• **TASK OBJECTIVE**
Continue the summary below of the Hyundai search-warrant case from where it stops.

In Investigating Directorate: Serious Economic Offences and Others v Hyundai 2001 (1) SA 545 (CC), an important case in South African criminal procedure, a search warrant had been issued in terms of section 29 of the National Prosecuting Authority Act in respect of certain premises. A large quantity of documents, records and data had been seized from those premises.

Hyundai applied for an order declaring certain sections of that Act to be inconsistent with the Constitution.

The court granted the order to the extent that those sections authorised the search and seizure of property where there were no reasonable grounds for suspecting that a specified offence had been committed.

This case dealt with an application for the confirmation of the order (from Hyundai) and an appeal to the Constitutional Court against that order (from the Investigating Directorate).

The court held that the right to privacy guaranteed in section 14 did not relate solely to the individual within his or her intimate space. When persons moved beyond this established "intimate core," they still retained a right to privacy in the social capacities in which they acted. When people were in their offices, in their cars or on mobile telephones, therefore, they still retained a right to be left alone by the State unless certain conditions were satisfied.

The court also held that juristic persons enjoyed the right to privacy, although not to the same extent as natural persons.

The level of justification for any particular limitation of the right would have to be judged in the light of the circumstances of each case. Relevant circumstances would have included whether the subject of the limitation was a natural person or a juristic person, as well as the nature and effect of the invasion of privacy.

The court held that, where a legislative provision was reasonably capable of a meaning that placed it within constitutional bounds, it should be preserved. Only if this was not possible should resort be had to the remedy of reading in or notional severance.

The provisions of the Act authorising the investigating directorate to engage in preparatory investigations served the purpose of enabling the investigating directorate to be involved in sensitive investigations from an early stage.

The purpose, therefore, was to assist the investigating director to cross the threshold from a mere suspicion that a specified offence had been committed to a reasonable suspicion, which was a prerequisite for the holding of an inquiry.

The court held that a search warrant could properly be obtained, on the basis of a reasonable suspicion that an offence had been committed, provided that it was considered that further evidence might establish that such an offence was a specified offence.

Furthermore, a warrant would be issued only if it appeared to the judicial officer that there were reasonable grounds for the suspicion that an object connected with the commission of an offence, which might be a specified offence, was on the targeted premises.

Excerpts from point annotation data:
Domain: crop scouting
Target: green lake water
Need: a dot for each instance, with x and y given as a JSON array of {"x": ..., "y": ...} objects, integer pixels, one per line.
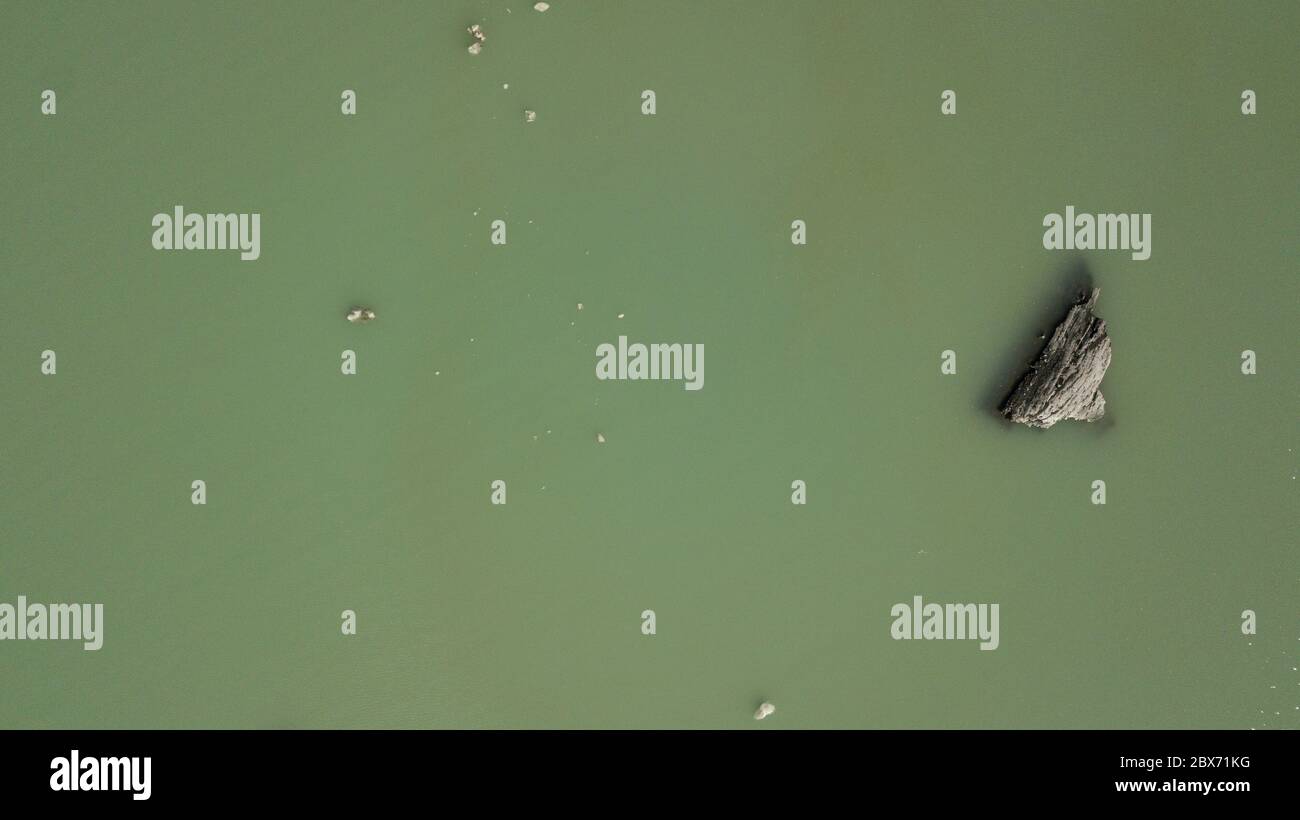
[{"x": 371, "y": 491}]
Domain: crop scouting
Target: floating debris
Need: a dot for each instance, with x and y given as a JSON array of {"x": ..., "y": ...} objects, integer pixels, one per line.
[
  {"x": 480, "y": 38},
  {"x": 1065, "y": 381}
]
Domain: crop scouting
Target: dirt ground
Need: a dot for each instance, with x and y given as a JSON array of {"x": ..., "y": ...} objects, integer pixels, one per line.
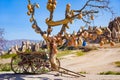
[{"x": 94, "y": 62}]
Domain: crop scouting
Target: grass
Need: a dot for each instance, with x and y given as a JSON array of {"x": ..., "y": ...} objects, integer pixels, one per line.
[
  {"x": 5, "y": 56},
  {"x": 83, "y": 73},
  {"x": 67, "y": 52},
  {"x": 117, "y": 63},
  {"x": 5, "y": 67},
  {"x": 110, "y": 73},
  {"x": 63, "y": 53},
  {"x": 80, "y": 53}
]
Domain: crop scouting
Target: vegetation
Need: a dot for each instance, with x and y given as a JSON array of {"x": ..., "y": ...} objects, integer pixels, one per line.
[
  {"x": 7, "y": 56},
  {"x": 63, "y": 53},
  {"x": 79, "y": 53},
  {"x": 117, "y": 63},
  {"x": 83, "y": 73},
  {"x": 110, "y": 73},
  {"x": 5, "y": 67}
]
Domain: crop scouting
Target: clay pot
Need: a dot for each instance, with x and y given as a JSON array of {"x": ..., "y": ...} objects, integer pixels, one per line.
[
  {"x": 53, "y": 6},
  {"x": 92, "y": 17},
  {"x": 80, "y": 16},
  {"x": 34, "y": 26},
  {"x": 90, "y": 36},
  {"x": 72, "y": 13},
  {"x": 49, "y": 6},
  {"x": 29, "y": 6},
  {"x": 37, "y": 6},
  {"x": 99, "y": 31},
  {"x": 45, "y": 36},
  {"x": 31, "y": 19},
  {"x": 68, "y": 7},
  {"x": 94, "y": 37},
  {"x": 50, "y": 1},
  {"x": 112, "y": 43},
  {"x": 86, "y": 34},
  {"x": 31, "y": 10},
  {"x": 101, "y": 43},
  {"x": 28, "y": 13}
]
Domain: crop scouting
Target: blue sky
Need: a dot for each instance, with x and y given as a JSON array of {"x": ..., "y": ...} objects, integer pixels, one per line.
[{"x": 16, "y": 25}]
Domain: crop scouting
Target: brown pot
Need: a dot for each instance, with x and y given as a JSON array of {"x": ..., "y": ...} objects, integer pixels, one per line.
[
  {"x": 112, "y": 43},
  {"x": 28, "y": 13},
  {"x": 80, "y": 16},
  {"x": 99, "y": 31},
  {"x": 101, "y": 43},
  {"x": 37, "y": 6},
  {"x": 92, "y": 17},
  {"x": 34, "y": 26},
  {"x": 29, "y": 6}
]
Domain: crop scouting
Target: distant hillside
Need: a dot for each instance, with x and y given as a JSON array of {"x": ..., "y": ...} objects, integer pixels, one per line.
[{"x": 10, "y": 43}]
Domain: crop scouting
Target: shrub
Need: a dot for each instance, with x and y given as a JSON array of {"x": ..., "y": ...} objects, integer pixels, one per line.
[
  {"x": 7, "y": 56},
  {"x": 117, "y": 63},
  {"x": 5, "y": 67},
  {"x": 63, "y": 53},
  {"x": 110, "y": 73},
  {"x": 80, "y": 53}
]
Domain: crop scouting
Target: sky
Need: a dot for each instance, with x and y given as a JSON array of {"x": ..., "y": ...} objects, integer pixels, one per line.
[{"x": 15, "y": 21}]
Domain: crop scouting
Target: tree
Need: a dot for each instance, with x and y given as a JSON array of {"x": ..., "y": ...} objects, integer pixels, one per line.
[
  {"x": 2, "y": 41},
  {"x": 86, "y": 14}
]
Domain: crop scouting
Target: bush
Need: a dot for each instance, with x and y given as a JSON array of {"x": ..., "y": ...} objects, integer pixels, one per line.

• **RESPONSE TO THE EXERCISE**
It was held that search and seizure provisions, in the context of a preparatory investigation, served an important purpose in the fight against crime. That the State had a pressing interest which involved the security and freedom of the community as a whole was beyond question. It was an objective which was sufficiently important to justify the limitation of the right to privacy of an individual in certain circumstances.

The right was not meant to shield criminal activity or to conceal evidence of crime from the criminal justice process. On the other hand, State officials were not entitled without good cause to invade the premises of persons for purposes of searching and seizing property; there would otherwise be little content left to the right to privacy.

A balance therefore had to be struck between the interests of the individual and that of the State, a task that lay at the heart of the inquiry into the limitation of rights.

The court held that the provision was capable of an interpretation that was consistent with the Constitution: that the proper interpretation permitted a judicial officer to issue a search warrant in respect of a preparatory investigation only when he or she was satisfied that there existed a reasonable suspicion that an offence which might be a specified offence had been committed.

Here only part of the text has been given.